Set exercise:
Answer these from the text on fleets:
(a) What two kinds of fleets does dstack support?
(b) What file extension must a fleet configuration file have?
(c) Which backends support cluster placement?

Source text:
.....
Skip to content

Fleets

Fleets are groups of instances used to run dev environments, tasks, and services. Depending on the fleet configuration, instances can be interconnected clusters or standalone instances.

dstack supports two kinds of fleets:

  • Cloud fleets – dynamically provisioned through configured backends
  • SSH fleets – created using on-prem servers

Cloud fleets

When you call dstack apply to run a dev environment, task, or service, dstack reuses idle instances from an existing fleet. If none match the requirements, dstack creates a new cloud fleet.

For greater control over cloud fleet provisioning, create fleets explicitly using configuration files.

Define a configuration

Define a fleet configuration as a YAML file in your project directory. The file must have a .dstack.yml extension (e.g. .dstack.yml or fleet.dstack.yml).

type: fleet
# The name is optional, if not specified, generated randomly
name: my-fleet

# Specify the number of instances
nodes: 2
# Uncomment to ensure instances are inter-connected
#placement: cluster

resources:
  gpu: 24GB

Placement

To ensure instances are interconnected (e.g., for distributed tasks), set placement to cluster. This ensures all instances are provisioned in the same backend and region with optimal inter-node connectivity

AWS

dstack automatically enables Elastic Fabric Adapter for the instance types that support it: p5.48xlarge, p4d.24xlarge, g4dn.12xlarge, g4dn.16xlarge, g4dn.8xlarge, g4dn.metal, g5.12xlarge, g5.16xlarge, g5.24xlarge, g5.48xlarge, g5.8xlarge, g6.12xlarge, g6.16xlarge, g6.24xlarge, g6.48xlarge, g6.8xlarge, and gr6.8xlarge.

Currently, only one EFA interface is enabled per instance, regardless of its maximum capacity. This will change once this issue is resolved.

The cluster placement is supported only for aws, azure, gcp, and oci backends.

Resources

When you specify a resource value like cpu or memory, you can either use an exact value (e.g. 24GB) or a range (e.g. 24GB.., or 24GB..80GB, or ..80GB).
.....
Data entries:
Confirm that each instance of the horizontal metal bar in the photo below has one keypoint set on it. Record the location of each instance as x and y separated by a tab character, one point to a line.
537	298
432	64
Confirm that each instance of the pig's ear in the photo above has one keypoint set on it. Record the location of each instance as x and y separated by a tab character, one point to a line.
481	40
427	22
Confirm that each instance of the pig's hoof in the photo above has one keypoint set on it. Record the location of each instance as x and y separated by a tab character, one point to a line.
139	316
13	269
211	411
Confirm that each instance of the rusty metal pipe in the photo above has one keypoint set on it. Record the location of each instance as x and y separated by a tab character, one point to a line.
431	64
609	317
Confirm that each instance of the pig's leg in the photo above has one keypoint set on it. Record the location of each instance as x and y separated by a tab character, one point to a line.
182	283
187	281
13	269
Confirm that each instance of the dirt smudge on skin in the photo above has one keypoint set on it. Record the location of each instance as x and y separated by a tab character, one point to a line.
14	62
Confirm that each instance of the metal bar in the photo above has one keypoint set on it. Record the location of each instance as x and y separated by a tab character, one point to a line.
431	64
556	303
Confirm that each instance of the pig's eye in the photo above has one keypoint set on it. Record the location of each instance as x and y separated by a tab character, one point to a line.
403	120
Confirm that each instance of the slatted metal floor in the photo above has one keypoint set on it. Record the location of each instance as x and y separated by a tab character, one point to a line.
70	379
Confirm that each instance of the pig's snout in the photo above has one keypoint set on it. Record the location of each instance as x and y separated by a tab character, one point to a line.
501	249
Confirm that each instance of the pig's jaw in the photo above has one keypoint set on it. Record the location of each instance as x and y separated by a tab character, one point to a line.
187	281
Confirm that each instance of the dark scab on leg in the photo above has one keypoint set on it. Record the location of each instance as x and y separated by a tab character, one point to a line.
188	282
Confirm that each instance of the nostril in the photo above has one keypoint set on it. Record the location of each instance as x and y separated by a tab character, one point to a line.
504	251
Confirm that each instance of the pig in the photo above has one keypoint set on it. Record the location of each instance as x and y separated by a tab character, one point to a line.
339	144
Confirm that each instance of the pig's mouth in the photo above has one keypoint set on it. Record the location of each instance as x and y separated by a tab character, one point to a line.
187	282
.....
Result:
(a) Cloud fleets and SSH fleets.
(b) .dstack.yml
(c) aws, azure, gcp, and oci.